[STORED ROWS]

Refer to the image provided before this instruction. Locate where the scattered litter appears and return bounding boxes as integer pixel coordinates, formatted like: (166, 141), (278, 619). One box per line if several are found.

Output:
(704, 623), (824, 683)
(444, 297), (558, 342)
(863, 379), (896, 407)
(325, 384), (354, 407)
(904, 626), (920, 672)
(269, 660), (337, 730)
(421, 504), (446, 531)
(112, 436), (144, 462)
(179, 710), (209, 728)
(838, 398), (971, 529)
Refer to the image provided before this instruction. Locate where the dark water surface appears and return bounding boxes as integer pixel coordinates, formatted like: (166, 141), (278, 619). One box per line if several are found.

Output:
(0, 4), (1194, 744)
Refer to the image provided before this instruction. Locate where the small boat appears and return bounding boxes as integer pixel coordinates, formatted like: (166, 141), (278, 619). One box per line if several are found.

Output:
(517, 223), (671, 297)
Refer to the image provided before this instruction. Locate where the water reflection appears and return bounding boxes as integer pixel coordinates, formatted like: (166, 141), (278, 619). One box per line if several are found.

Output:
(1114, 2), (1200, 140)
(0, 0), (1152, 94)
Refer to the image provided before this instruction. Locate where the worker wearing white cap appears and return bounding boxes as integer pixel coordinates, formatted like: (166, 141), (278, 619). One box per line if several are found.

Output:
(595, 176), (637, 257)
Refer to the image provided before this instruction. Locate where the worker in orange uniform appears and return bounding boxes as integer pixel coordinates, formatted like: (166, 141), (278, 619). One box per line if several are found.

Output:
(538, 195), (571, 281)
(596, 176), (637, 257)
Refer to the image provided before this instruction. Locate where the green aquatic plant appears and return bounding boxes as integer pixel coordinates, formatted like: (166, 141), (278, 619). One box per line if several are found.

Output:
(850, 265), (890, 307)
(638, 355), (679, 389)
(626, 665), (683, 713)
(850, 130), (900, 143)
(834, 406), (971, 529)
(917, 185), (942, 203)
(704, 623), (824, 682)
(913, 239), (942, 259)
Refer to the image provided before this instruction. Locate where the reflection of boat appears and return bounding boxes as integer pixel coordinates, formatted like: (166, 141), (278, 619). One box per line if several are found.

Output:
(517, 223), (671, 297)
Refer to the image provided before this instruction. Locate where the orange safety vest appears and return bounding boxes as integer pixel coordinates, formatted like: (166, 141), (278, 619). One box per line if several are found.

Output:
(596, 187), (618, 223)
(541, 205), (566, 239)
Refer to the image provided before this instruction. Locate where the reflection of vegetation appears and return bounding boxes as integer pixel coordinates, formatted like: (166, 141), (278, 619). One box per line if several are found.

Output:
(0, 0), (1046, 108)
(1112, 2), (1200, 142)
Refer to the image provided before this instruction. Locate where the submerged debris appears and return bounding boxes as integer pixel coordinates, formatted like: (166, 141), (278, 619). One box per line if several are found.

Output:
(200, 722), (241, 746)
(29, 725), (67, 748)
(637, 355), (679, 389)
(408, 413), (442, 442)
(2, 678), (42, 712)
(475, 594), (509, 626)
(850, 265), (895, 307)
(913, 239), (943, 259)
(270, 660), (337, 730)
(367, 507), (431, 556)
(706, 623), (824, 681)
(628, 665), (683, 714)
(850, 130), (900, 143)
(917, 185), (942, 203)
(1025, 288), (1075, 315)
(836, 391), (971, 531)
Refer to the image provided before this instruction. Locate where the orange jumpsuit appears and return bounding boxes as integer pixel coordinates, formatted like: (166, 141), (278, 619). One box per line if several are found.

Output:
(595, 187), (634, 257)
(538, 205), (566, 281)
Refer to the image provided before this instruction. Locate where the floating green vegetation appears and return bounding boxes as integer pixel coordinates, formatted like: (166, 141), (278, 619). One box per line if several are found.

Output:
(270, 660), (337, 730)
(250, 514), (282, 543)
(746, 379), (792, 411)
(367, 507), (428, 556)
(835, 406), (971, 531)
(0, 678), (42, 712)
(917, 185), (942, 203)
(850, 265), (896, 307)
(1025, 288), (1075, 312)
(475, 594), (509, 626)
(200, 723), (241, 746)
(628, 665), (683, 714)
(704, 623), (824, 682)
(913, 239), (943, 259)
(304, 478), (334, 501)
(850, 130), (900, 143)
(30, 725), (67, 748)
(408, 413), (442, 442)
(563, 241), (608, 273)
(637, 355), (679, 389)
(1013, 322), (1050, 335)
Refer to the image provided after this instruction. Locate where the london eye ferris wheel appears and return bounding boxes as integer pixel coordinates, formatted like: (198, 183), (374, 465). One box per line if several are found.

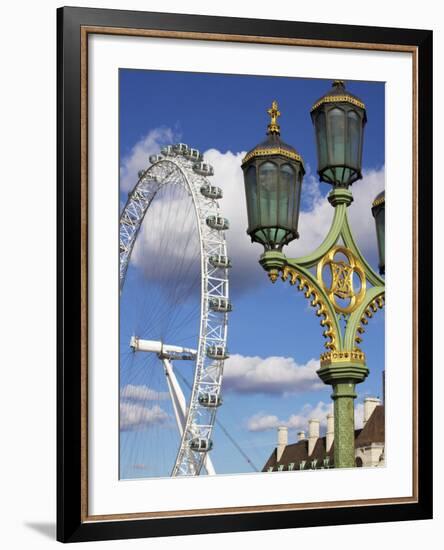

[THE PROBLEM]
Starting with the line that contains "the orange jumpsuit" and going on through the end of the lines above, reproduce every line word for word, and leave the pictures out of your answer.

[RESULT OF THE EXERCISE]
Refer to the image provided before this instruction. Locate where the orange jumpsuit appears and return bounding boxes as integer pixel coordinates, formatted like: (166, 141), (278, 619). One box per line if several are found.

Output:
(595, 187), (634, 257)
(538, 205), (566, 281)
Refer to the image provided before this instruction. Locate where the floating green vegetation appears and return bounding boxes as integer pixel coordinates, formatted like: (166, 141), (278, 619). One box per line if several are found.

Output:
(270, 660), (337, 730)
(250, 514), (282, 543)
(746, 379), (792, 411)
(367, 507), (428, 556)
(835, 406), (971, 531)
(0, 678), (42, 712)
(917, 185), (942, 203)
(850, 265), (896, 307)
(1025, 288), (1075, 312)
(475, 594), (509, 626)
(200, 723), (241, 746)
(628, 665), (683, 714)
(704, 623), (824, 682)
(913, 239), (943, 259)
(304, 478), (334, 501)
(850, 130), (900, 143)
(30, 725), (67, 748)
(408, 413), (442, 442)
(563, 241), (608, 273)
(637, 355), (679, 389)
(1013, 322), (1050, 335)
Refer to the image provided after this instruction. Locate where the london eye ferris wheel appears and return bounding boxes as integer pixel coordinates, formatted like: (198, 183), (374, 465). One box per line if several are found.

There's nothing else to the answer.